Start of Extracted information

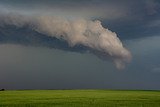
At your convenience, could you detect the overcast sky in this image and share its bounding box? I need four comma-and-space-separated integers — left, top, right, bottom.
0, 0, 160, 90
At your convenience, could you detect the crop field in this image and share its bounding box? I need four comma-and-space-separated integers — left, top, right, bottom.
0, 90, 160, 107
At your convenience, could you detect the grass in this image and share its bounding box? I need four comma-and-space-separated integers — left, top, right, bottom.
0, 90, 160, 107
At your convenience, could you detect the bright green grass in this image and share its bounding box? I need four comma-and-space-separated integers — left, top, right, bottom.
0, 90, 160, 107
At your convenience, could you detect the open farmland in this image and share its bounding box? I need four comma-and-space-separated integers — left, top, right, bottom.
0, 90, 160, 107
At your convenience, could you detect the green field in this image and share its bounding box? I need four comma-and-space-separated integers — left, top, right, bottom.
0, 90, 160, 107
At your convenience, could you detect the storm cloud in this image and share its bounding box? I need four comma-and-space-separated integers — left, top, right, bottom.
0, 13, 131, 69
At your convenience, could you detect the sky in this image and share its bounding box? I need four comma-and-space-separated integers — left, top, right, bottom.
0, 0, 160, 90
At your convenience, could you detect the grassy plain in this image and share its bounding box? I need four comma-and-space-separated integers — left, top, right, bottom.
0, 90, 160, 107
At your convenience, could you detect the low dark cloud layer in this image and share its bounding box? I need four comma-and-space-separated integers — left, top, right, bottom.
0, 0, 160, 90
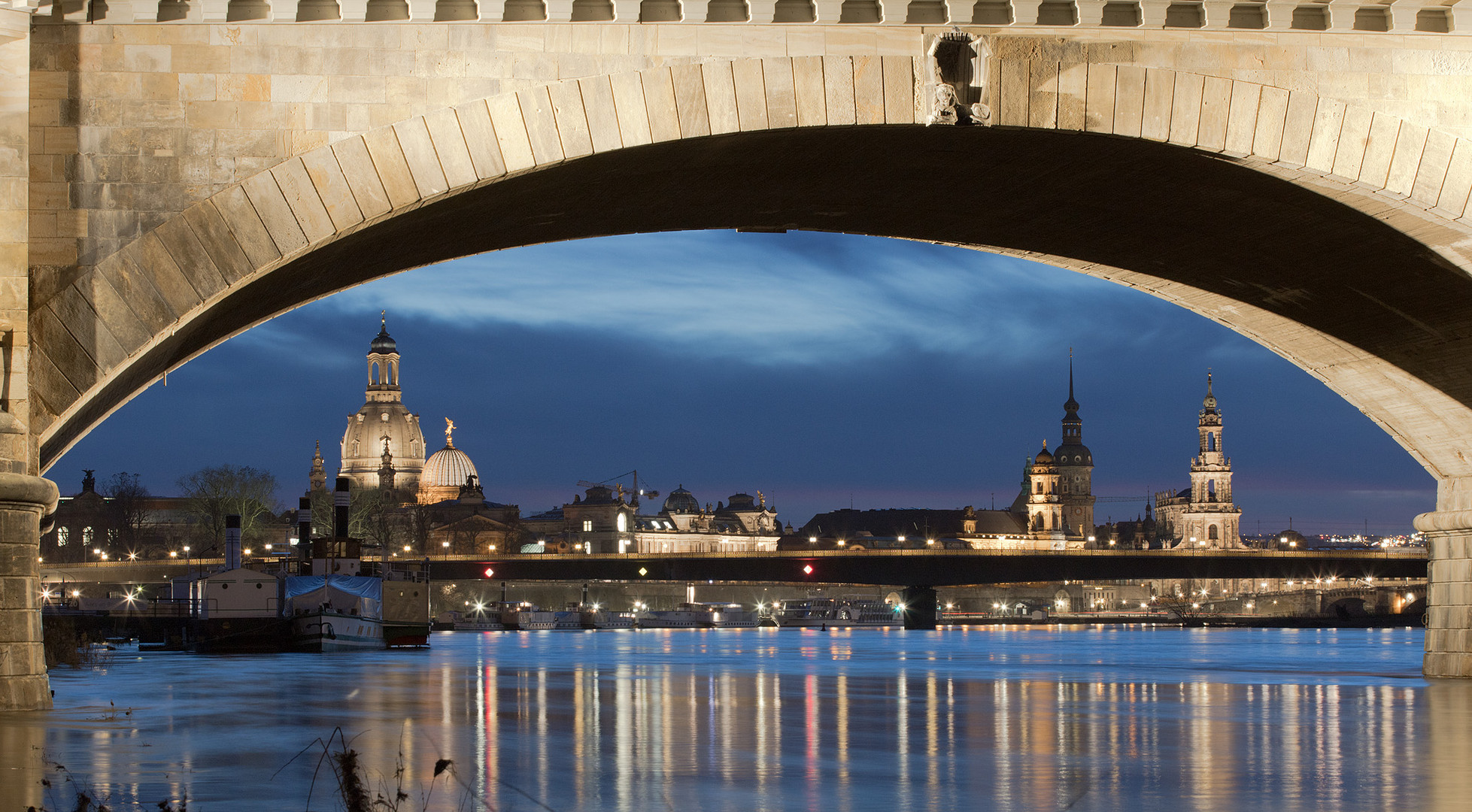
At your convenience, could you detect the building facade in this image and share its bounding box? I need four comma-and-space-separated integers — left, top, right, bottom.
523, 486, 782, 553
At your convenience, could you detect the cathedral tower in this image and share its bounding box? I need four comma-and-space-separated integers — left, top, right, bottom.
1178, 372, 1243, 549
1052, 353, 1094, 538
337, 317, 424, 490
1027, 440, 1063, 538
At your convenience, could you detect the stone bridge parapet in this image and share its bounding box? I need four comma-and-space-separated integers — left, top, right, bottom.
26, 0, 1472, 34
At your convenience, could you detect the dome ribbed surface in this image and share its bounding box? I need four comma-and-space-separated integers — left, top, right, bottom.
664, 486, 701, 514
420, 446, 480, 489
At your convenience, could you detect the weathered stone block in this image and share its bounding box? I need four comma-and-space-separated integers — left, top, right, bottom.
486, 92, 539, 172
363, 126, 420, 209
548, 81, 593, 159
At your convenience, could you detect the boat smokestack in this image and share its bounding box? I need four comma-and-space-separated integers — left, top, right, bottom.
225, 514, 240, 569
296, 495, 312, 550
332, 477, 352, 538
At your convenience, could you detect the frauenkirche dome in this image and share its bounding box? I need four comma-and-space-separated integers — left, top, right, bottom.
337, 318, 424, 490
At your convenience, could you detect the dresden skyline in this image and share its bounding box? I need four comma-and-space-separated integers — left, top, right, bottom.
47, 232, 1434, 535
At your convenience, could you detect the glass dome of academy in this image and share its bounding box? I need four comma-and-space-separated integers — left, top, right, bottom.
337, 317, 424, 491
418, 418, 480, 504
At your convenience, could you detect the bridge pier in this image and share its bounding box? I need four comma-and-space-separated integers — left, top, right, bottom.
1416, 477, 1472, 678
0, 474, 57, 710
901, 587, 936, 629
0, 5, 57, 710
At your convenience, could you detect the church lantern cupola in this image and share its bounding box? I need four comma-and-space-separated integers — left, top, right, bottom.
338, 314, 424, 490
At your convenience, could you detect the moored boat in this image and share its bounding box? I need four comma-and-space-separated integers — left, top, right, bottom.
774, 597, 835, 628
493, 600, 557, 631
775, 597, 901, 628
286, 575, 387, 652
634, 603, 712, 628
703, 603, 760, 628
578, 603, 636, 628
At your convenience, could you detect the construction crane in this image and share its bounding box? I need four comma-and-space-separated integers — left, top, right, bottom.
577, 468, 660, 508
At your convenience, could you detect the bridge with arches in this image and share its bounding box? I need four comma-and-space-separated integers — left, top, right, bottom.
0, 0, 1472, 707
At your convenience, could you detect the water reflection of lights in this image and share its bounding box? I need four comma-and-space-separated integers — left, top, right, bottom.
11, 626, 1454, 812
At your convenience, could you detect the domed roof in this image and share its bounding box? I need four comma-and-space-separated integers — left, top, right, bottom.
663, 486, 701, 514
1054, 443, 1094, 465
369, 317, 399, 353
420, 446, 480, 489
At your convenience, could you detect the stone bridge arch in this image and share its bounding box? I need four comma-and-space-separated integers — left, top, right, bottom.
31, 56, 1472, 480
29, 50, 1472, 674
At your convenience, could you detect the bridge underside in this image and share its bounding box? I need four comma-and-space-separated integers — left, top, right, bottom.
431, 550, 1426, 587
51, 126, 1472, 475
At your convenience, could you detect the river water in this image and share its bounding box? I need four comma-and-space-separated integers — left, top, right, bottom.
0, 626, 1472, 812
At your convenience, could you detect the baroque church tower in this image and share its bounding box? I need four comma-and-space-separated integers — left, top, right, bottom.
1026, 440, 1064, 540
1052, 353, 1094, 538
1178, 372, 1243, 549
337, 317, 424, 490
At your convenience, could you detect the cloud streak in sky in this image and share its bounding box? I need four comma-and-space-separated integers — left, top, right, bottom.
308, 232, 1195, 365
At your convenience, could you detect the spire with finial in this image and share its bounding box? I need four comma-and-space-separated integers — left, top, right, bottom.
1063, 347, 1079, 418
378, 434, 397, 491
369, 311, 399, 355
1201, 366, 1216, 414
311, 440, 326, 490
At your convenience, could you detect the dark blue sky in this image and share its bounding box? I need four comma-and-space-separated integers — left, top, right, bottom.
47, 232, 1435, 532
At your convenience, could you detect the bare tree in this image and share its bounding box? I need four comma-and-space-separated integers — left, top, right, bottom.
178, 465, 277, 546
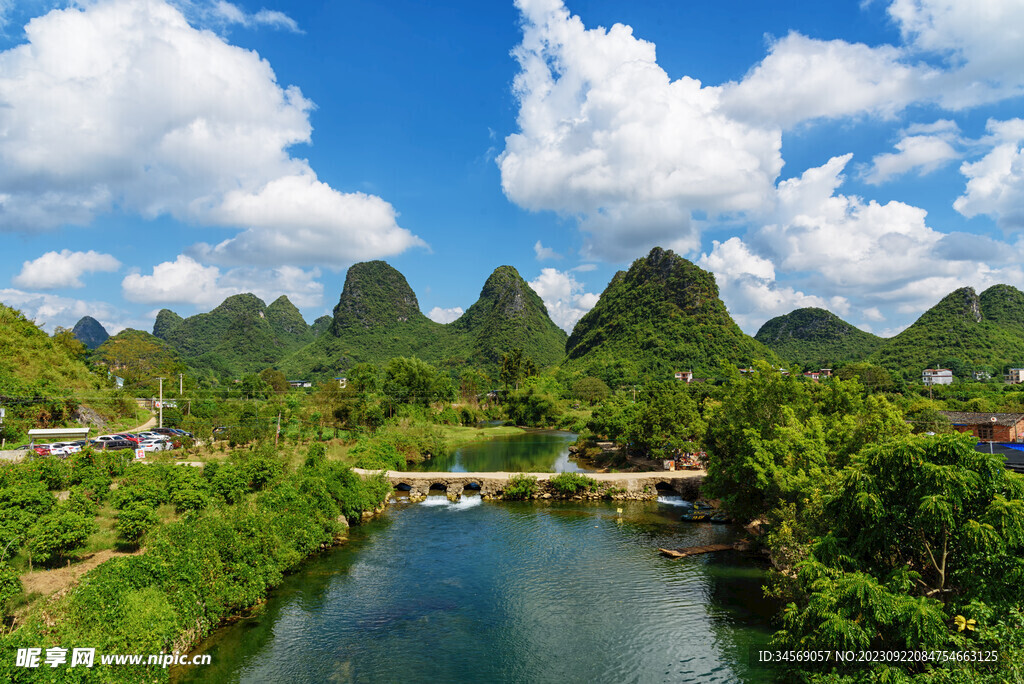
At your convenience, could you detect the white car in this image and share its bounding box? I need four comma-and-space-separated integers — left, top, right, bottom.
50, 441, 82, 456
138, 439, 171, 452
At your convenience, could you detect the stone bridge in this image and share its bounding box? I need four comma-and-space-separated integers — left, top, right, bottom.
352, 468, 705, 501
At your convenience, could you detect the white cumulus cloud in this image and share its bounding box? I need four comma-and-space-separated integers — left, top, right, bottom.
697, 238, 850, 335
427, 306, 465, 323
534, 240, 562, 261
206, 0, 302, 33
0, 0, 423, 267
862, 120, 961, 185
529, 268, 600, 333
722, 33, 934, 128
11, 250, 121, 290
0, 288, 131, 335
497, 0, 781, 258
121, 254, 324, 308
953, 119, 1024, 230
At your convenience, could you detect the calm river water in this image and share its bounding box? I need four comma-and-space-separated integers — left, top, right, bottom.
174, 432, 775, 684
411, 430, 588, 473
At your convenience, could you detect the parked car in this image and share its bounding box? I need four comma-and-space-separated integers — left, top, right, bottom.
138, 439, 171, 452
92, 438, 135, 451
114, 432, 142, 444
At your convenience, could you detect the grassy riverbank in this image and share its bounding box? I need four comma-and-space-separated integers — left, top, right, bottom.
0, 446, 390, 682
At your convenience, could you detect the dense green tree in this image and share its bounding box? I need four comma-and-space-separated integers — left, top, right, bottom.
383, 356, 455, 407
259, 369, 291, 394
705, 364, 908, 519
29, 509, 98, 563
116, 504, 160, 544
572, 376, 611, 405
776, 435, 1024, 681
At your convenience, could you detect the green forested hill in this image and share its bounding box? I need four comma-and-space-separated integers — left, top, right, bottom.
71, 315, 110, 349
93, 328, 185, 391
153, 293, 312, 378
0, 304, 102, 396
449, 266, 566, 368
754, 307, 885, 368
869, 285, 1024, 377
565, 248, 778, 384
153, 309, 184, 340
284, 261, 565, 378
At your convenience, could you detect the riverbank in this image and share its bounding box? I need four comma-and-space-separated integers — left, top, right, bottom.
352, 468, 706, 502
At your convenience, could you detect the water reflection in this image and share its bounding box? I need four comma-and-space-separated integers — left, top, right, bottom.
180, 497, 769, 684
410, 430, 591, 473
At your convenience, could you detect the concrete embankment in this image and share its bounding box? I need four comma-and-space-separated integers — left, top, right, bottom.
352, 468, 705, 501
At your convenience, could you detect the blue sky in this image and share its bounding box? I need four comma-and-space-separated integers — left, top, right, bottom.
0, 0, 1024, 335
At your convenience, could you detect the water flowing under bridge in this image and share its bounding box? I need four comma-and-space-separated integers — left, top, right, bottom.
352, 468, 706, 500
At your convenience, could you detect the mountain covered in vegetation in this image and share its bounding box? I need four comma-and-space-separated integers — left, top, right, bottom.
754, 307, 885, 369
565, 248, 778, 385
153, 293, 313, 378
869, 285, 1024, 377
449, 266, 566, 367
0, 304, 102, 396
284, 261, 565, 378
71, 315, 110, 349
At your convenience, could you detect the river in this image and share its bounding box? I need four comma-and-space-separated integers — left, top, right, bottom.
174, 430, 776, 684
410, 430, 589, 473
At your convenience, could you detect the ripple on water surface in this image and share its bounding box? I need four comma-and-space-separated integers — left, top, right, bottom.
176, 497, 772, 682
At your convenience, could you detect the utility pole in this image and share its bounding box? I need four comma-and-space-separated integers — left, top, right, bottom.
157, 378, 164, 427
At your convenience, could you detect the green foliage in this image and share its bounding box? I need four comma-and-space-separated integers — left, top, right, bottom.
94, 328, 185, 392
774, 435, 1024, 681
754, 307, 885, 370
504, 473, 537, 501
572, 377, 611, 405
0, 446, 391, 663
504, 385, 562, 427
349, 438, 406, 471
259, 369, 291, 394
383, 356, 455, 407
0, 561, 25, 617
29, 509, 98, 563
282, 261, 565, 382
117, 503, 160, 544
305, 441, 327, 468
154, 293, 313, 380
548, 473, 597, 497
870, 285, 1024, 380
564, 248, 777, 387
705, 364, 908, 520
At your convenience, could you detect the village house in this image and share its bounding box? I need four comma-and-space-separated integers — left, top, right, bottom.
921, 369, 953, 385
939, 411, 1024, 441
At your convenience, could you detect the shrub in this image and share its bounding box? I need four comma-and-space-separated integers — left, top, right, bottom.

End of Extracted information

=== Task prompt ===
Copy out the material without changes, beginning at the line containing "At your convenience, could you detect the moored" and continuing through the line containing "0, 0, 1472, 707".

=== Output for this exercise ===
At your convenience, could you detect the moored boat in this image and share its bounding box? I need four comma-and-space-separated integers — left, top, right, bottom.
774, 597, 835, 628
493, 600, 557, 631
775, 597, 901, 628
286, 575, 387, 652
634, 603, 712, 628
703, 603, 760, 628
578, 603, 636, 628
At your convenience, could you detect the construction crane in this image and share its bounding box? I need four comma-and-space-separated integers — left, top, right, bottom.
577, 468, 660, 508
At your convenience, could you detect the bridge with arches in this image and share its bounding box? I need four comma-and-space-separated integers — left, top, right, bottom.
0, 0, 1472, 707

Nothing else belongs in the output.